• _Exercise_
Rewrite the entries from the line containing "[tag] framed poster" through the last entry, swapping "serval" for "lynx" everywhere and leaving everything else unchanged.

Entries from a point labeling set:
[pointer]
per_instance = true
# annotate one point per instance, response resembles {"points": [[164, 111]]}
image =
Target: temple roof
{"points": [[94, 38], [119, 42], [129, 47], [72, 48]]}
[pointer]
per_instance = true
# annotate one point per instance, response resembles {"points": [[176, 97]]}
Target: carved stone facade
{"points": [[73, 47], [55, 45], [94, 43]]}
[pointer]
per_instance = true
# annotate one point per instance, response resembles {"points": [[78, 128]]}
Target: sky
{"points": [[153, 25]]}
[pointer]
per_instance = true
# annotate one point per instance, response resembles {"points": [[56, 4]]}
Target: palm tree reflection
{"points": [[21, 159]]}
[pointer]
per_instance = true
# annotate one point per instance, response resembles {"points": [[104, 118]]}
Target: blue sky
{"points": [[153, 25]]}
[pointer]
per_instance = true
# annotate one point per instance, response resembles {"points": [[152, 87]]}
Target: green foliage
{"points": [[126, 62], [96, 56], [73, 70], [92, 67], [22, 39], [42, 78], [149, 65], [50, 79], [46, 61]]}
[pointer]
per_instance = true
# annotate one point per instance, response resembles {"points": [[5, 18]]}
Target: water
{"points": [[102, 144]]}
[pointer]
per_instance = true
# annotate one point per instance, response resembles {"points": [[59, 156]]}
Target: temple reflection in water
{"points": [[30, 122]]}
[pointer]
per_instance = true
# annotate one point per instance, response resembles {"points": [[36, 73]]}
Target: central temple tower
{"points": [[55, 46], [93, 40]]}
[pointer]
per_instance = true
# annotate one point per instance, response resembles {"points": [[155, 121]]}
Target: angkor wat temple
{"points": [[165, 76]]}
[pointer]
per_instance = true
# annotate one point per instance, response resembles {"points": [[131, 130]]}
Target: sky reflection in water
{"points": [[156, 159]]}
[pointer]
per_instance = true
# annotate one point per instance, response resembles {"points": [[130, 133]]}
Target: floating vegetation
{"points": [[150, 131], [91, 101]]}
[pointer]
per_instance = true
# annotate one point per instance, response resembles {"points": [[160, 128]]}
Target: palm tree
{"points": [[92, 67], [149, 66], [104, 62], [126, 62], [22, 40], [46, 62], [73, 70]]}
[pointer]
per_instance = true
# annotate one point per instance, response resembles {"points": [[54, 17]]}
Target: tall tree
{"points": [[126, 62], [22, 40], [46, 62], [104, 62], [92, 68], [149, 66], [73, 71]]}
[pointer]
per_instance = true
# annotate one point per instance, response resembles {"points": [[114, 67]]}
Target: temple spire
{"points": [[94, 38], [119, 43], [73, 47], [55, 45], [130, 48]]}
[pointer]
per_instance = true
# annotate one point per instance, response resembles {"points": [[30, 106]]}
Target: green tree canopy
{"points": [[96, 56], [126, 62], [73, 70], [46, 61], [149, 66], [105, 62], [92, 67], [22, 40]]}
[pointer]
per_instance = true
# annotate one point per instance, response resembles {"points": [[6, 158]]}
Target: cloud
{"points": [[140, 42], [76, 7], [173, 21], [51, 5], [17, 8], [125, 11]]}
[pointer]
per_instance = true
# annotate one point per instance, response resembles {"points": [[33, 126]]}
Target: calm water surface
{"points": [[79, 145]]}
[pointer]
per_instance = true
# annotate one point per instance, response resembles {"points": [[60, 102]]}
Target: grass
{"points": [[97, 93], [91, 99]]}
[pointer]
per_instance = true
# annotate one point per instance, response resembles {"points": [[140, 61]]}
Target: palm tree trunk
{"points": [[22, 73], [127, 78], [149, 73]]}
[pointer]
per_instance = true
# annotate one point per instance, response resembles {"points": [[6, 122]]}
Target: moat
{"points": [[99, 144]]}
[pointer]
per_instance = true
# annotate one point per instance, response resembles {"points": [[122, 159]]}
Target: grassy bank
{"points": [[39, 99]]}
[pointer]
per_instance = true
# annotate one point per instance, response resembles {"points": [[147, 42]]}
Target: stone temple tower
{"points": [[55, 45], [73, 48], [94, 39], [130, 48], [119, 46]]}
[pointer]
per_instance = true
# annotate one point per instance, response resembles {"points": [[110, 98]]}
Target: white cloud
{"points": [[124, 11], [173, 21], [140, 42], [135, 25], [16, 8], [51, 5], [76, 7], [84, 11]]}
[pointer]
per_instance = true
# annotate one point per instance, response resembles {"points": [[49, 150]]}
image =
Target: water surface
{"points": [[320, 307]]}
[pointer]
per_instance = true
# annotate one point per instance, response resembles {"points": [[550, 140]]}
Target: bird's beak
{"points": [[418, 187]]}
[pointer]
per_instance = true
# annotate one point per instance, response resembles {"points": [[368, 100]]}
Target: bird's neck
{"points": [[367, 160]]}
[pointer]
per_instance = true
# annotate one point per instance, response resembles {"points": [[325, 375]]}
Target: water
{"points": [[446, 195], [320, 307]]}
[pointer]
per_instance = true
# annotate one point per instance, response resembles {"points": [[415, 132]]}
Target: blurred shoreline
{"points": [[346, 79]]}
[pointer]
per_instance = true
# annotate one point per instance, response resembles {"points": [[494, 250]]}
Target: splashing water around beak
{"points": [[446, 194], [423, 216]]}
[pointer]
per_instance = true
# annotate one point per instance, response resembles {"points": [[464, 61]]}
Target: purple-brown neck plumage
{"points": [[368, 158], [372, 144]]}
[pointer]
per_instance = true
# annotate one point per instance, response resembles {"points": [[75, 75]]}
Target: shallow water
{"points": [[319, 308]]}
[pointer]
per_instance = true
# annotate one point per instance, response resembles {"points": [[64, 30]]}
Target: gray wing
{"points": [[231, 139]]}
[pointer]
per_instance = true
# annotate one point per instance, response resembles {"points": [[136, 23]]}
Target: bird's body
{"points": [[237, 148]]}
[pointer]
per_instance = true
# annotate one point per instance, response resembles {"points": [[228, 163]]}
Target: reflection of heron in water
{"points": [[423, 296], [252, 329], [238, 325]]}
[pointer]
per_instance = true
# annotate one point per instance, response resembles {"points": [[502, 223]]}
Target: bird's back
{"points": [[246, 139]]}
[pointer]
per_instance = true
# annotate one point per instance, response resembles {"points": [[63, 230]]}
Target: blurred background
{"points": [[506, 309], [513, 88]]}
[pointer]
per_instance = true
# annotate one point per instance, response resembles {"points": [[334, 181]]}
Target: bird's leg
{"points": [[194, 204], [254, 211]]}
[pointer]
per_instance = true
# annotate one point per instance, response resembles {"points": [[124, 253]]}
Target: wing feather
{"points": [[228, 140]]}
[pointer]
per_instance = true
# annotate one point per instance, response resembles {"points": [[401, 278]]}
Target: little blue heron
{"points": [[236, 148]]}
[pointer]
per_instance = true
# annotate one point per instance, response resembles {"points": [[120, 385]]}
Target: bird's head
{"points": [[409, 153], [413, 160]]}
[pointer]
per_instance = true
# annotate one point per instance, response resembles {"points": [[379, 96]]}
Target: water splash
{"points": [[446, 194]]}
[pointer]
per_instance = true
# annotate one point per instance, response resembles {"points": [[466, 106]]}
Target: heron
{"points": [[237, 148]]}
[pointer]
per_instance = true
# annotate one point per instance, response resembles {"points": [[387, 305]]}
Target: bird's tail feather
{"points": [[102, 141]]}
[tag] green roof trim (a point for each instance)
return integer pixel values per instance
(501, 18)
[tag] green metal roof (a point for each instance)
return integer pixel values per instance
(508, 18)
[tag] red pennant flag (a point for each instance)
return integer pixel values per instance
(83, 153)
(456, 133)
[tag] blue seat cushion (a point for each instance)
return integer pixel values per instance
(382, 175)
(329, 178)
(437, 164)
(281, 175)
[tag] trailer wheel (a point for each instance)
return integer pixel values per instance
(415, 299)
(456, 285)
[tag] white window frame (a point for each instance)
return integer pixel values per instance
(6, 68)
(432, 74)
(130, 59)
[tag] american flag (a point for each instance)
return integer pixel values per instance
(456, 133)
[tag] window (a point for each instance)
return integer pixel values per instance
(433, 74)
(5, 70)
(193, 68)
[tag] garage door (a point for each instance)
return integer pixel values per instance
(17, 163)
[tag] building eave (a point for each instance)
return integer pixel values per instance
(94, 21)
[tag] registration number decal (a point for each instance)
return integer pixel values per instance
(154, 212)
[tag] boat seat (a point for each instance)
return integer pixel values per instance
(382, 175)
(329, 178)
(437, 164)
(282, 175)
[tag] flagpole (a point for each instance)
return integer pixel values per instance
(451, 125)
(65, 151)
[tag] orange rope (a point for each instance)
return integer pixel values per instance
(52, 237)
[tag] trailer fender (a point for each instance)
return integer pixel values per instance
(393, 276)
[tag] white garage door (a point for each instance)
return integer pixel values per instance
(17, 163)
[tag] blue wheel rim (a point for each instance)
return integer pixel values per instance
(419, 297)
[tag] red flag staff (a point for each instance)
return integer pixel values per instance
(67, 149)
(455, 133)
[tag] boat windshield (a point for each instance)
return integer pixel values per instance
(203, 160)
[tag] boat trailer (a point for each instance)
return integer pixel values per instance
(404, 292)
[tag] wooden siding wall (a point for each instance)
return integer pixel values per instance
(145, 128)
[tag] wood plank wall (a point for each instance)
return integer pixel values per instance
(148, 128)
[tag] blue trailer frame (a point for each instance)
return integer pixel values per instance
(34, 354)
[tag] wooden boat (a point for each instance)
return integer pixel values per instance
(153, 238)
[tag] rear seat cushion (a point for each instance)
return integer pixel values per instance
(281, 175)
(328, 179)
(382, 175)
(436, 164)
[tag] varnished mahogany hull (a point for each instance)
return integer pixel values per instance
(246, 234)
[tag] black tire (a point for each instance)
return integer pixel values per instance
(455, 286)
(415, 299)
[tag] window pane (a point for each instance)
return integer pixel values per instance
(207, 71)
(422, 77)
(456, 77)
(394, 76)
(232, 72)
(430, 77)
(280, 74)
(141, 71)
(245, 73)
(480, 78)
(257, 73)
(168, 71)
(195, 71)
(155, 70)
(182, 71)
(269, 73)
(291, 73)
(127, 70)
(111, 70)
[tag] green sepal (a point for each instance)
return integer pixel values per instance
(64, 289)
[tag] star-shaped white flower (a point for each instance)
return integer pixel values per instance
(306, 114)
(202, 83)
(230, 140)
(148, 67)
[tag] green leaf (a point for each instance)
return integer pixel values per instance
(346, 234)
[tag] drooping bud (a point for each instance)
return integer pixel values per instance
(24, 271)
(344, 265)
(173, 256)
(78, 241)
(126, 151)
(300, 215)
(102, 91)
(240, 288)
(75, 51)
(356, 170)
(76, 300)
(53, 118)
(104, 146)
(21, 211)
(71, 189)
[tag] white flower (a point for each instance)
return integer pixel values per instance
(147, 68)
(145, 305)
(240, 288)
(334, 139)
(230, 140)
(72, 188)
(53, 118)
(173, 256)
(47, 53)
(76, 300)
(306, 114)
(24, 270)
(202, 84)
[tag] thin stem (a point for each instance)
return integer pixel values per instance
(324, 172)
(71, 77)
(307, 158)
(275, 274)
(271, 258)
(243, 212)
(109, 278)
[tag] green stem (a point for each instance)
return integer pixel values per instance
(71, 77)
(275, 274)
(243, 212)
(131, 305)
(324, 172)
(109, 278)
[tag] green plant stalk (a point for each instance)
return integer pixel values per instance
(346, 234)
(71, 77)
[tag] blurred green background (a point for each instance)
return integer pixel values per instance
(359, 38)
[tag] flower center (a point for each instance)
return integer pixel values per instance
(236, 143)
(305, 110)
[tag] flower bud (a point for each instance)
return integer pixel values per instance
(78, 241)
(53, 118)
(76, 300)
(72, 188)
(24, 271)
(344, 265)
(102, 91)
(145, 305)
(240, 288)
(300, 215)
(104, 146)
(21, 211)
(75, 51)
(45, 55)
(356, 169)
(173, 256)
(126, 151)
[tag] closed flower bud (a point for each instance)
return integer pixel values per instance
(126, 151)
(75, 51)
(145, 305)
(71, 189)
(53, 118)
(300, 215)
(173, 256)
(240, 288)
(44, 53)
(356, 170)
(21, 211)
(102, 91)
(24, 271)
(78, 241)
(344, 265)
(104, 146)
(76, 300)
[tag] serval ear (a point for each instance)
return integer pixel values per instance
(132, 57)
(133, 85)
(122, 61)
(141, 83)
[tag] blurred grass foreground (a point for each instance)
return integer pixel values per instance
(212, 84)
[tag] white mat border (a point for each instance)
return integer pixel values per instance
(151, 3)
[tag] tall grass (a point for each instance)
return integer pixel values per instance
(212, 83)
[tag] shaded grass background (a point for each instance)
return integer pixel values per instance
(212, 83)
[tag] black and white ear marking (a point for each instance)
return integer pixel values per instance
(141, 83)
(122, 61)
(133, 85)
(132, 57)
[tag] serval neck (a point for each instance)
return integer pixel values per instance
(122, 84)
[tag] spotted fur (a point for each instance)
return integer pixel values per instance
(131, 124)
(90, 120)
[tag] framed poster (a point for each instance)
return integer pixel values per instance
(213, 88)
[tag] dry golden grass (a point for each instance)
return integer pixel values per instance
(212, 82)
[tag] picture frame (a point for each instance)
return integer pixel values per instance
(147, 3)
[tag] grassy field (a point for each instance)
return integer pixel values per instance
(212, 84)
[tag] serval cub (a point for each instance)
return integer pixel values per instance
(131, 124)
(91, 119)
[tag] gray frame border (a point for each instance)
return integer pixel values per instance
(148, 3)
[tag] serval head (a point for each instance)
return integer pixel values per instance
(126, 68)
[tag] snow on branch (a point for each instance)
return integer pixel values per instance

• _Solution for this exercise_
[tag] framed poster (a point for each instance)
return integer pixel values per instance
(213, 88)
[tag] dry golden grass (a point for each instance)
return integer pixel values per instance
(212, 82)
[tag] picture frame (a point for each instance)
return integer pixel values per instance
(147, 3)
[tag] grassy field (a point for each instance)
return integer pixel values per instance
(212, 84)
[tag] lynx cub (a point for each instance)
return integer pixel values per instance
(131, 124)
(91, 119)
[tag] gray frame border (a point for each instance)
return integer pixel values per instance
(148, 3)
[tag] lynx head (a point for each instance)
return integer pixel values per instance
(126, 68)
[tag] snow on branch (a point for each instance)
return integer pixel values per instance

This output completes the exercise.